▶ [Object point labels]:
═══
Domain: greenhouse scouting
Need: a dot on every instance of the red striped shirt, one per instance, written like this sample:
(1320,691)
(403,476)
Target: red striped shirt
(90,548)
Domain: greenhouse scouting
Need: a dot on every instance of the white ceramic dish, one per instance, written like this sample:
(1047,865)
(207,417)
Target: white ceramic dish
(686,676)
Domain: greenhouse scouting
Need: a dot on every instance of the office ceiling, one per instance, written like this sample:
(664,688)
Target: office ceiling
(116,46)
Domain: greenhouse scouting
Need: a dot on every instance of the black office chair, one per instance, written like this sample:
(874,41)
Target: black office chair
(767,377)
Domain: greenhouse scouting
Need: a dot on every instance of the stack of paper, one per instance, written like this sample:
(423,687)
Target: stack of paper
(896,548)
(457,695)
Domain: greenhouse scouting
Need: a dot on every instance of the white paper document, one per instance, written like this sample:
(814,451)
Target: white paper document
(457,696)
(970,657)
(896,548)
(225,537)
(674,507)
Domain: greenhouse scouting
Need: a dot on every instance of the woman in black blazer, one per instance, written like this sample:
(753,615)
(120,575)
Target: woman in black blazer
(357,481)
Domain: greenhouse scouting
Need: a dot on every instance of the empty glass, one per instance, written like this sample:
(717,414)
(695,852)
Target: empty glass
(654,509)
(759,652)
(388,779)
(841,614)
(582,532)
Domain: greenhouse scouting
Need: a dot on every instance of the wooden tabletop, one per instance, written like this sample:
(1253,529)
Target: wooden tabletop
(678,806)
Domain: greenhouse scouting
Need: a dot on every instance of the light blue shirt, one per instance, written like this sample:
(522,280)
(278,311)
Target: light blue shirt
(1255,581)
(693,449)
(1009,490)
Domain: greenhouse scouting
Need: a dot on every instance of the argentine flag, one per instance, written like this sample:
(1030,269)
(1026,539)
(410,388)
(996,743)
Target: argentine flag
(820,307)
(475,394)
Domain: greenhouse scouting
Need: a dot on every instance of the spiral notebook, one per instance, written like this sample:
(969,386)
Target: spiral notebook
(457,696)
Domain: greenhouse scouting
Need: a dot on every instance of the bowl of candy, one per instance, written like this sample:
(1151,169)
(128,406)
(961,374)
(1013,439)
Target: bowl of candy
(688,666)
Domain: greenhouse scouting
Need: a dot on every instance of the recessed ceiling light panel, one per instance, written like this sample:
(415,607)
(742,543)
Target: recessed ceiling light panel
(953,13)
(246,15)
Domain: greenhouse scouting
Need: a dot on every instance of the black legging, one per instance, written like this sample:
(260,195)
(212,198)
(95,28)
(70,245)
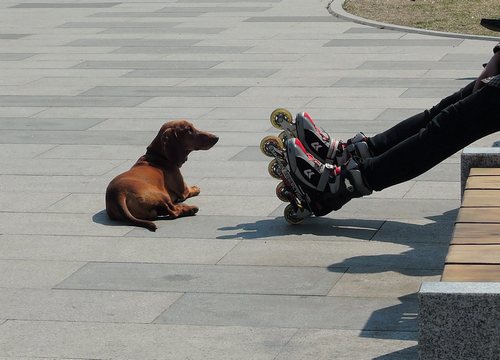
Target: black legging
(422,141)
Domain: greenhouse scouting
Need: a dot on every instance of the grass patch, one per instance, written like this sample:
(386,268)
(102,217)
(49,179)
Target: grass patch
(458,16)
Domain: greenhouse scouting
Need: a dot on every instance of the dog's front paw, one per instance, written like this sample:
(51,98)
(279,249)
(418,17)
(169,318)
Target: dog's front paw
(194,190)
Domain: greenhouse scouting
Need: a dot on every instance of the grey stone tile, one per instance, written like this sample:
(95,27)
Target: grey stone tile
(23,123)
(235,205)
(12,36)
(57,224)
(70,101)
(144,14)
(77,137)
(210,73)
(397,115)
(161,30)
(57,167)
(358,282)
(434,92)
(123,152)
(376,208)
(164,91)
(88,306)
(292,311)
(293,19)
(350,344)
(368,30)
(14,56)
(340,253)
(434,65)
(114,249)
(26,202)
(202,278)
(216,9)
(393,42)
(402,82)
(117,24)
(21,274)
(478,58)
(49,339)
(53,183)
(66,5)
(445,171)
(183,50)
(246,227)
(226,1)
(22,151)
(132,42)
(434,230)
(434,190)
(250,153)
(124,64)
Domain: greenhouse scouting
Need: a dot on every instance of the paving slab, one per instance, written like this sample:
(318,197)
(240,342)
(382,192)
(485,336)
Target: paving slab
(293,311)
(87,86)
(87,340)
(84,306)
(202,278)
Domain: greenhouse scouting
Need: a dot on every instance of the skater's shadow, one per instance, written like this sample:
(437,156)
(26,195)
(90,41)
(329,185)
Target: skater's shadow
(419,250)
(323,227)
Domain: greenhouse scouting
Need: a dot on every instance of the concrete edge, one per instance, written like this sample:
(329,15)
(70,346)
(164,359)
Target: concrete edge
(487,157)
(335,7)
(463,288)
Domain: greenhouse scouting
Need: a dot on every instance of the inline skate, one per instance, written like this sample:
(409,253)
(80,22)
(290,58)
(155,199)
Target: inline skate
(316,140)
(312,187)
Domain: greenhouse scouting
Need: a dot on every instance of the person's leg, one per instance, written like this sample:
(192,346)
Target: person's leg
(452,129)
(382,142)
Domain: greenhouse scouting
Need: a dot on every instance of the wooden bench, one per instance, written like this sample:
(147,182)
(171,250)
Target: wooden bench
(474,253)
(459,317)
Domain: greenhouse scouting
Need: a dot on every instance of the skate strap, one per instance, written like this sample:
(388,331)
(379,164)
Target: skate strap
(329,171)
(330,156)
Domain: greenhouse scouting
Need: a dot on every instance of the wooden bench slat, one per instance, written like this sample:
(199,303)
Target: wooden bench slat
(480,273)
(483,182)
(473,254)
(481,198)
(478,215)
(484,172)
(476,234)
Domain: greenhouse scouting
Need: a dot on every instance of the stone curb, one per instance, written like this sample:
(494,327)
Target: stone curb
(335,7)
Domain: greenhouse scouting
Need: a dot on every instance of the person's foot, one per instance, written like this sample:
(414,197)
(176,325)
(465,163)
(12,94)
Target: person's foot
(491,24)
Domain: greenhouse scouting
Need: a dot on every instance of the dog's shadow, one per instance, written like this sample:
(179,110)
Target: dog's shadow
(276,227)
(102,218)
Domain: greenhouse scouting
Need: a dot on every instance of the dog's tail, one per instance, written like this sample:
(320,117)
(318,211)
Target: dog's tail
(122,208)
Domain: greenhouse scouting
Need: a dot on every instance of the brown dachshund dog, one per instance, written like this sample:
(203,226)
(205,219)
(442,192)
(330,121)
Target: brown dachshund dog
(154,186)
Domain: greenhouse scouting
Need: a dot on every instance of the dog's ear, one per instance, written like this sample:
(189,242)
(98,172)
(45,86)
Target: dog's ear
(172,147)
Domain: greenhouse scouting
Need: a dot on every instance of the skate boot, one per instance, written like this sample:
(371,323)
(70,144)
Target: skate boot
(287,190)
(316,140)
(310,186)
(328,187)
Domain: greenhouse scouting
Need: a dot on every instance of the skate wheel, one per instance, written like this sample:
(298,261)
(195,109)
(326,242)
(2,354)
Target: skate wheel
(283,136)
(268,142)
(291,216)
(274,169)
(280,115)
(280,192)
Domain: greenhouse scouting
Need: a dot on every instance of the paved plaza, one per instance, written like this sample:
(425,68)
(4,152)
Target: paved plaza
(84,87)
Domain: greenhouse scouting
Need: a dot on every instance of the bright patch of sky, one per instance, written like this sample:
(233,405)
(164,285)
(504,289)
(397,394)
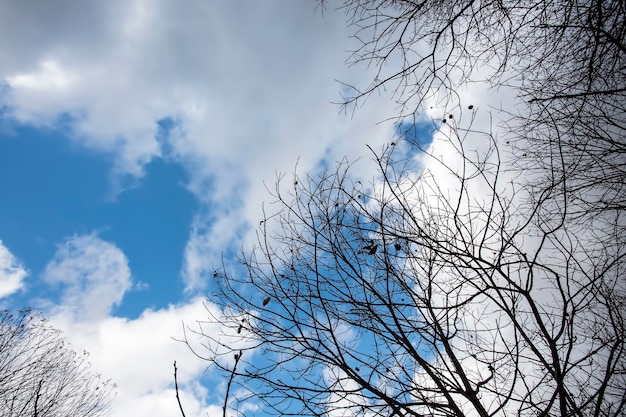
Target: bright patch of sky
(137,143)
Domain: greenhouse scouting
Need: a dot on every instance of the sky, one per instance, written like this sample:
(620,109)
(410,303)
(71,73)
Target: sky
(138,141)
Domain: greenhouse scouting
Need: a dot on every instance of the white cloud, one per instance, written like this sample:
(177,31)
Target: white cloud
═══
▶ [WRITTEN INSTRUCTION]: Reproduce the data verbatim. Do not carry any picture into the copy.

▶ [RESULT OF THIS TASK]:
Domain: greenhouse scouting
Need: a dot on every instance of the red striped shirt, one per instance, written like this sample:
(1320,691)
(403,476)
Target: red striped shirt
(90,548)
Domain: greenhouse scouting
Need: a dot on every instance of the white ceramic dish, one per instance, written like this sample:
(1047,865)
(207,417)
Target: white ceramic dish
(686,676)
Domain: greenhouse scouting
Need: a dot on every instance of the office ceiling, one per instance, written like this sample:
(664,688)
Target: office ceiling
(116,46)
Domain: greenhouse scouting
Need: a dot on every instance of the black office chair, one per instance, written like this sample:
(874,41)
Target: black office chair
(767,377)
Domain: greenhouse scouting
Need: a dot on every instance of the stack of paper, one per instance, written like this sample:
(423,687)
Target: stack of paper
(896,548)
(457,695)
Domain: greenhouse scouting
Need: a dot on every instance of the white paper document, one per instance, written like this sample:
(814,451)
Target: white paper document
(457,696)
(970,657)
(896,548)
(225,537)
(674,507)
Domain: greenhouse scouting
Need: a dot on every instance of the woman in black blazer, one per instance, written like this sample:
(753,615)
(120,575)
Target: woman in black blazer
(357,481)
Domain: greenhouse scouting
Need: a dot on every instance of the empty glass, one per instance, written like this sample:
(717,414)
(695,852)
Target: empty glass
(654,509)
(759,652)
(388,779)
(841,614)
(582,532)
Domain: greenhouse scouting
Need: a dot on every instance of the wooden tabletop, one per instance, written like this sample:
(1253,529)
Target: wooden tabletop
(678,806)
Domain: greenhouse scouting
Need: a dot on every instance of the light blue shirt, one per instance, written like this sample:
(522,280)
(278,311)
Target: light blue shirt
(1255,581)
(693,449)
(1009,490)
Domain: greenhouse scouting
Need: a dot on every instance of the argentine flag, one per instance, written like this sample:
(1030,269)
(1026,539)
(410,388)
(996,743)
Target: argentine flag
(820,307)
(475,394)
Domain: greenhouse scouting
Need: a dot on every instance of the spiral notebook, one per instance, written like this sample:
(969,386)
Target: spiral notebook
(457,696)
Domain: greenhouse scouting
Need: a dot on every instance of the bowl of candy, one per instance, written like this sample:
(1151,169)
(128,406)
(961,374)
(1013,439)
Target: bowl of candy
(688,666)
Domain: greenhouse scouting
Need: a dot on every instance of the recessed ceiling light panel, one per instance, written like this sample:
(415,607)
(742,543)
Target: recessed ceiling light panel
(953,13)
(246,15)
Domain: greenhouse scouting
Need: a dot on every instance of the black legging, one per instance, written like this sample:
(260,195)
(212,198)
(95,28)
(70,245)
Target: black legging
(422,141)
Domain: greenhouse scouting
Need: a dot on every instance of the grass patch, one per instance, written like this sample:
(386,268)
(102,217)
(49,179)
Target: grass patch
(458,16)
Domain: greenhouse scouting
Need: a dot on every instance of the dog's front paw, one per instance, written like this sample:
(51,98)
(279,249)
(418,17)
(169,318)
Target: dog's front paw
(194,190)
Domain: greenhouse scouting
Need: a dot on every instance of the grey stone tile, one per instance, written like this sample:
(95,27)
Target: grey stone tile
(23,123)
(235,205)
(12,36)
(57,224)
(70,101)
(144,14)
(77,137)
(210,73)
(397,115)
(161,30)
(57,167)
(358,282)
(434,92)
(123,152)
(376,208)
(164,91)
(88,306)
(292,311)
(293,19)
(350,344)
(368,30)
(14,56)
(340,253)
(434,65)
(114,249)
(26,202)
(202,278)
(216,9)
(393,42)
(402,82)
(117,24)
(21,274)
(478,58)
(49,339)
(53,183)
(66,5)
(445,171)
(183,50)
(246,227)
(226,1)
(22,151)
(132,42)
(434,230)
(434,190)
(250,153)
(124,64)
Domain: greenhouse scouting
Need: a dot on every instance of the paving slab, one per instance, written like this sample:
(318,197)
(240,342)
(382,192)
(485,336)
Target: paving slab
(293,311)
(87,86)
(87,340)
(84,306)
(202,278)
Domain: greenhouse scouting
Need: a dot on every instance of the skater's shadow, one per instance, written like this sample:
(437,156)
(26,195)
(90,41)
(329,185)
Target: skater's shadow
(419,250)
(323,227)
Domain: greenhouse scouting
Need: a dot on every instance of the concrete edge, one per instance, written like this sample:
(329,15)
(70,346)
(164,359)
Target: concrete edge
(487,157)
(335,7)
(463,288)
Domain: greenhouse scouting
Need: a dot on every instance of the inline skate, one per instance, written like this sample:
(409,253)
(80,22)
(290,58)
(155,199)
Target: inline skate
(316,140)
(312,187)
Domain: greenhouse scouting
Need: a dot on every instance of the person's leg, one per instance, written like this sample:
(192,346)
Target: person's leg
(452,129)
(382,142)
Domain: greenhouse scouting
Need: a dot on every instance of the wooden bench, one per instance, written like this sample:
(147,182)
(171,250)
Target: wooden bench
(474,253)
(459,317)
Domain: greenhouse scouting
Need: a dot on every instance of the skate strap, one per instance, written like this sample:
(388,331)
(379,164)
Target: skate strap
(329,171)
(330,156)
Domain: greenhouse scouting
Need: a dot on every instance of the wooden bench slat, one per instance, written like this sample:
(199,303)
Target: wooden bench slat
(480,273)
(483,182)
(473,254)
(481,198)
(478,215)
(484,172)
(476,234)
Domain: greenhouse scouting
Need: a dot on every instance of the stone curb, one per instance, written like this sample:
(494,327)
Target: stone curb
(335,7)
Domain: greenhouse scouting
Need: a dot on every instance of the person's foot, one per instance, written like this sample:
(414,197)
(176,325)
(465,163)
(12,94)
Target: person's foot
(491,24)
Domain: greenhouse scouting
Need: a dot on every instance of the dog's shadow, one per instance, written like this sample:
(179,110)
Target: dog's shadow
(276,227)
(102,218)
Domain: greenhouse scouting
Need: a dot on every instance of the dog's tail, one per instance, written like this sample:
(320,117)
(318,211)
Target: dog's tail
(122,208)
Domain: greenhouse scouting
Need: a dot on every instance of the brown dachshund dog, one per instance, written like this sample:
(203,226)
(205,219)
(442,192)
(330,121)
Target: brown dachshund dog
(154,186)
Domain: greenhouse scouting
Need: a dot on every instance of the dog's ear, one per instance, written like this sample:
(189,242)
(98,172)
(45,86)
Target: dog's ear
(172,147)
Domain: greenhouse scouting
Need: a dot on every instance of the skate boot, one per instance, written like this sample:
(371,323)
(70,144)
Target: skate boot
(287,190)
(316,140)
(310,186)
(328,187)
Domain: greenhouse scouting
Need: a dot on every instance of the skate wheel, one per instance, written like this sample:
(298,261)
(195,109)
(326,242)
(2,354)
Target: skate wheel
(283,136)
(268,142)
(291,216)
(274,169)
(280,115)
(280,192)
Domain: greenhouse scouting
Need: a dot on every instance of the paved plaza, one per instance, written like this sample:
(425,68)
(4,152)
Target: paved plaza
(84,87)
Domain: greenhouse scouting
Need: a dot on every instance of the bright patch of sky, one per instance, written like this sample:
(233,405)
(164,285)
(504,289)
(397,394)
Target: bright patch of sky
(137,143)
Domain: greenhouse scouting
Need: a dot on every instance of the sky, one per instance, written like this sample:
(620,109)
(410,303)
(71,73)
Target: sky
(138,141)
Domain: greenhouse scouting
Need: a dot on every instance of the white cloud, one per instance, written like this sample:
(177,31)
Target: white cloud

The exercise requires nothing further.